====== Exercise material ======

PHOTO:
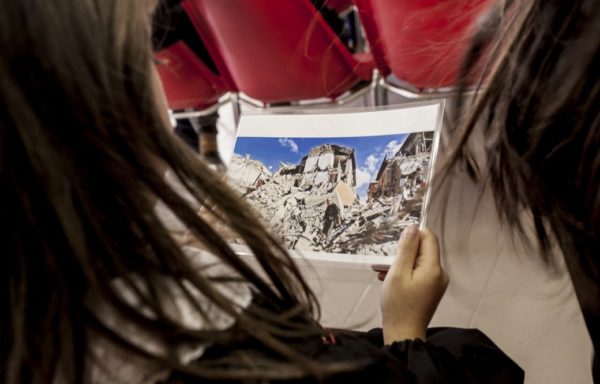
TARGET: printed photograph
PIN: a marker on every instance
(349, 195)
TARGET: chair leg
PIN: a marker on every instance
(381, 96)
(235, 105)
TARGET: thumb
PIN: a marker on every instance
(408, 248)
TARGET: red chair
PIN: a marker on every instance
(339, 5)
(421, 43)
(278, 51)
(187, 82)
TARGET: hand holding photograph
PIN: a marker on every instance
(337, 185)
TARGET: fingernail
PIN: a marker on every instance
(409, 233)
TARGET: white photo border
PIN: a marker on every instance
(424, 116)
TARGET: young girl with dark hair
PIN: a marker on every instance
(94, 286)
(539, 115)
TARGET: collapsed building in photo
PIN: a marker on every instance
(314, 206)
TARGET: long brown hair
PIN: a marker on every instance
(538, 111)
(80, 137)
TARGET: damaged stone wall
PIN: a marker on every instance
(293, 201)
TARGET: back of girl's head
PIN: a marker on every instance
(539, 115)
(81, 141)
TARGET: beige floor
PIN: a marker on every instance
(529, 310)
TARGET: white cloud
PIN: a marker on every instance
(391, 148)
(363, 176)
(289, 143)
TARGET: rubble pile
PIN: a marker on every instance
(313, 205)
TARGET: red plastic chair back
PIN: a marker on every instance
(187, 82)
(421, 42)
(279, 50)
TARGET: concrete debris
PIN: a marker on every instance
(313, 205)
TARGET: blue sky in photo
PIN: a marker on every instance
(369, 151)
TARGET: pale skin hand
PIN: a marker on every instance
(413, 287)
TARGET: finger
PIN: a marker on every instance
(408, 249)
(429, 252)
(380, 267)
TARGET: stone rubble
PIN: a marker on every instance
(292, 201)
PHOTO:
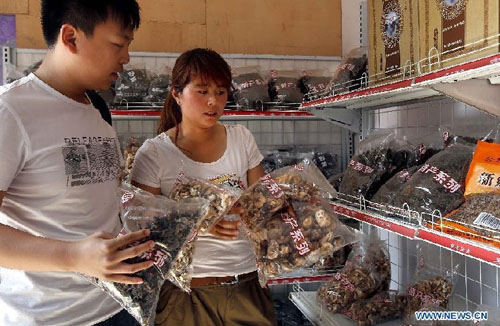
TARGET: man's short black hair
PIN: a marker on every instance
(85, 15)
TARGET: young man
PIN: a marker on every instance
(59, 172)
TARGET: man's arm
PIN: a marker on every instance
(99, 255)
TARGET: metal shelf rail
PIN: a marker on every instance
(411, 224)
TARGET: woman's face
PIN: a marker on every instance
(202, 102)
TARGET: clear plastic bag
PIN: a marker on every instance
(132, 86)
(411, 319)
(279, 212)
(172, 225)
(221, 199)
(380, 157)
(315, 81)
(298, 237)
(250, 90)
(383, 306)
(390, 189)
(158, 88)
(348, 75)
(284, 86)
(439, 183)
(367, 271)
(431, 285)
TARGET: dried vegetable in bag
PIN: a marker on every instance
(381, 307)
(431, 285)
(315, 81)
(367, 271)
(326, 163)
(287, 221)
(158, 88)
(480, 214)
(250, 90)
(335, 180)
(390, 189)
(132, 86)
(380, 157)
(411, 319)
(297, 238)
(284, 86)
(221, 199)
(172, 225)
(438, 184)
(129, 156)
(348, 75)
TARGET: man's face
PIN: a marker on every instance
(102, 55)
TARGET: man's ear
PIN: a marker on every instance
(68, 36)
(176, 96)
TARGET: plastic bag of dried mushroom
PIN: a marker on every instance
(367, 271)
(302, 182)
(390, 189)
(383, 306)
(380, 157)
(289, 223)
(250, 90)
(297, 237)
(431, 285)
(411, 319)
(480, 214)
(439, 183)
(284, 86)
(172, 225)
(220, 198)
(132, 86)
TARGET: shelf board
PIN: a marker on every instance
(227, 113)
(398, 227)
(462, 246)
(413, 89)
(307, 303)
(470, 248)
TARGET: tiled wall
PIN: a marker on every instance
(155, 61)
(476, 282)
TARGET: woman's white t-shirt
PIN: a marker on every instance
(159, 162)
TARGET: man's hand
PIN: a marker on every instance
(102, 255)
(227, 229)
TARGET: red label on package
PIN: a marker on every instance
(296, 233)
(441, 177)
(361, 167)
(272, 186)
(425, 298)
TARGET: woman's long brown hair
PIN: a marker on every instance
(204, 63)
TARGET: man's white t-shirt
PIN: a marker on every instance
(159, 162)
(59, 166)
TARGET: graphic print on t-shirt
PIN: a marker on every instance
(90, 160)
(227, 179)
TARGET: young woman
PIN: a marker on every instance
(191, 141)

======

§ **Activity**
Pictures aside, retype all of the entries word for word.

§ **Solution for this exercise**
PHOTO:
TARGET: printed photograph
PIN: a marker on every instance
(349, 195)
TARGET: chair leg
PIN: a marker on every instance
(381, 96)
(235, 105)
TARGET: thumb
PIN: a marker on every instance
(408, 248)
TARGET: red chair
PIN: a marker on every instance
(339, 5)
(421, 43)
(278, 51)
(187, 82)
TARGET: hand holding photograph
PIN: a marker on every instance
(337, 185)
TARGET: fingernail
PIN: a marker on every instance
(409, 233)
TARGET: white photo border
PIN: a marker on every instance
(424, 116)
TARGET: young girl with dark hair
PIN: a marker on every instance
(94, 286)
(539, 115)
TARGET: collapsed building in photo
PIN: a marker on every instance
(314, 206)
TARGET: long brown hair
PIN: a marker on every instance
(538, 111)
(80, 137)
TARGET: damaged stone wall
PIN: a marker on every instance
(293, 201)
TARGET: back of girl's head
PIN: a marker on every instance
(539, 115)
(81, 141)
TARGET: beige floor
PIN: a marker on every instance
(529, 310)
TARGET: white cloud
PIN: a marker on every instance
(391, 148)
(363, 176)
(289, 143)
TARGET: rubble pile
PIN: a marker on every instance
(313, 205)
TARGET: red plastic chair back
PIN: a marker on every instance
(187, 82)
(421, 42)
(279, 50)
TARGET: concrete debris
PIN: a marker on every instance
(313, 205)
TARGET: blue sky in photo
PIN: a marker on every instance
(369, 151)
TARGET: pale skin hand
PIN: a marker on every instance
(413, 287)
TARGET: finger
PIN: a marker on every instance
(408, 249)
(429, 252)
(380, 267)
TARGET: stone rubble
PIN: a marker on every instance
(292, 201)
PHOTO:
TARGET: man's short black hair
PIN: a marker on every instance
(85, 15)
TARGET: young man
PIN: a marker on every instance
(59, 172)
TARGET: man's arm
PIN: a marker on every instance
(99, 255)
TARGET: metal shelf rail
PIN: a marker on every instance
(411, 224)
TARGET: woman's face
PIN: a marker on every instance
(202, 102)
TARGET: clear plastic bag
PIN: a marker on every instance
(132, 86)
(411, 319)
(279, 212)
(172, 225)
(221, 199)
(380, 157)
(315, 81)
(298, 237)
(250, 90)
(383, 306)
(390, 189)
(158, 88)
(348, 75)
(284, 86)
(439, 183)
(367, 271)
(431, 285)
TARGET: dried vegetable in bag
PIN: a marker on every instance
(381, 307)
(431, 285)
(315, 81)
(367, 271)
(326, 163)
(287, 221)
(158, 88)
(480, 214)
(250, 90)
(335, 180)
(390, 189)
(132, 86)
(380, 157)
(411, 319)
(297, 238)
(284, 86)
(221, 199)
(172, 225)
(438, 184)
(129, 156)
(348, 75)
TARGET: man's face
PIN: a marker on every instance
(102, 55)
TARGET: man's ear
PIN: a marker on every instance
(68, 36)
(176, 96)
TARGET: plastic bag of dried mushroom
PIN: a marker on every instance
(367, 271)
(302, 182)
(390, 189)
(383, 306)
(380, 157)
(289, 223)
(250, 90)
(297, 237)
(431, 285)
(411, 319)
(480, 214)
(439, 183)
(284, 86)
(172, 225)
(220, 198)
(132, 86)
TARGET: shelf board
PIN: a marker on every instance
(227, 113)
(398, 227)
(462, 246)
(413, 89)
(307, 303)
(470, 248)
TARGET: tiled wall
PIN: a marker on every instance
(155, 61)
(476, 282)
TARGET: woman's white t-shirt
PIN: a marker on every instance
(159, 162)
TARGET: man's hand
PIN: a marker on every instance
(102, 255)
(227, 229)
TARGET: red label on package
PIN: a marker on every instance
(296, 233)
(441, 177)
(361, 167)
(272, 186)
(425, 298)
TARGET: woman's long brown hair
PIN: a marker on every instance
(204, 63)
TARGET: man's white t-shirt
PIN: a marker on every instance
(159, 162)
(59, 166)
TARGET: graphic print on t-shirt
PIN: a marker on every instance
(90, 160)
(227, 179)
TARGET: young woman
PIN: a marker on every instance
(191, 141)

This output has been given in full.